» Dataset rows:
___

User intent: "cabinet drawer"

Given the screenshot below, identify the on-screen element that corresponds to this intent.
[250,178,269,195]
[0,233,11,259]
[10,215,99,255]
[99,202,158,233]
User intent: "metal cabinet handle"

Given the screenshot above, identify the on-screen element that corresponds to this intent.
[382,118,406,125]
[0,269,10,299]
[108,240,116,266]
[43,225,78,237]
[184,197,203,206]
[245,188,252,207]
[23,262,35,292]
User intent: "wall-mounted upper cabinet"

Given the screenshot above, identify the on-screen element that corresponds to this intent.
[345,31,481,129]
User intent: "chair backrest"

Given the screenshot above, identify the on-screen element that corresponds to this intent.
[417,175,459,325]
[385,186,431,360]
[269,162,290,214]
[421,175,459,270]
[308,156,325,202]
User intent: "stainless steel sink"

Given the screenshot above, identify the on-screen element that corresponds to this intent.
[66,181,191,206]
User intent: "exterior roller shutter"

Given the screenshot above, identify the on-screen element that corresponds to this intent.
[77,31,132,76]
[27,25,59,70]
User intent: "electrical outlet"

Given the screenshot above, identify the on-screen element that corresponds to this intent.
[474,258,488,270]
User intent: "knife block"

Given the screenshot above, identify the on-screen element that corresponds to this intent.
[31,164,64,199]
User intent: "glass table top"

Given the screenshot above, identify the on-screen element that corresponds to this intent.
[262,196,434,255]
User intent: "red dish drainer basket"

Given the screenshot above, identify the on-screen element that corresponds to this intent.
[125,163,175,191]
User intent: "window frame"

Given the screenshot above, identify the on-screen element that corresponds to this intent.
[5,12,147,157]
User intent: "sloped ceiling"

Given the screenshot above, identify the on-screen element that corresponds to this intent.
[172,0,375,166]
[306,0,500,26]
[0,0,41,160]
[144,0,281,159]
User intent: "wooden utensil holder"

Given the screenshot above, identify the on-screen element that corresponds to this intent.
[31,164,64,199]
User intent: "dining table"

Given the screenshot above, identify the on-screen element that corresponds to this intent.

___

» The problem: Put all the lines of the items above into a single numbered list, leaving out the blank lines.

» Task response:
1. User intent: "cabinet drawer"
2. Given the screenshot below, identify the on-screen element that corresponds to this intent.
3. [250,178,269,195]
4. [0,233,11,259]
5. [10,215,99,255]
6. [99,202,158,233]
7. User intent: "metal cabinet handle"
8. Given the screenshot above, identify the on-screen element that corresponds to this intent.
9. [382,118,406,125]
10. [0,269,10,299]
11. [108,240,116,266]
12. [43,225,78,237]
13. [184,197,203,206]
14. [245,188,252,207]
15. [23,262,35,292]
16. User intent: "wall-mounted upper cabinet"
17. Given the screenshot above, identify the on-screen element that corresponds to this intent.
18. [345,31,481,129]
19. User intent: "chair backrest"
20. Given the screenshot above, identify the on-screen element that corresponds to this intent.
21. [417,175,459,325]
22. [385,186,431,360]
23. [269,162,290,214]
24. [421,175,459,270]
25. [308,156,325,202]
26. User intent: "stainless steel sink"
27. Given the screenshot above, identify the on-screen element that corresponds to this intent.
28. [66,181,191,206]
29. User intent: "exterior roller shutter"
30. Given the screenshot above, identify the on-screen element that corresponds to this intent.
31. [77,31,132,76]
32. [27,25,59,70]
33. User intent: "electrical outlet"
34. Given the screenshot above, identify the on-screen element that corresponds to this intent.
35. [474,258,488,270]
36. User intent: "knife block"
37. Given the screenshot above, identify the on-screen element that corresponds to this intent.
38. [31,164,64,199]
39. User intent: "glass table top"
40. Given the screenshot above, identify the on-screen element that corresponds to this intent.
41. [262,196,434,255]
42. User intent: "red dish drainer basket"
43. Given the screenshot above, identify the on-screen element that corresponds to this intent.
44. [125,163,175,191]
45. User intent: "window frame"
46. Given the screenshot above, identify the on-screen element that corresponds to this intent.
47. [5,12,147,157]
48. User intent: "sloped ceiling"
49. Given the screenshot above, identify the on-screen element that corresponds to this intent.
50. [172,0,375,166]
51. [306,0,500,26]
52. [0,0,41,160]
53. [144,0,281,159]
54. User intent: "wooden utensil holder"
55. Given the screenshot above, identify the on-screen element that corresponds to this intent.
56. [31,164,64,199]
57. User intent: "dining table"
58. Given the screenshot above, identify the on-screen element that corresponds to this intent.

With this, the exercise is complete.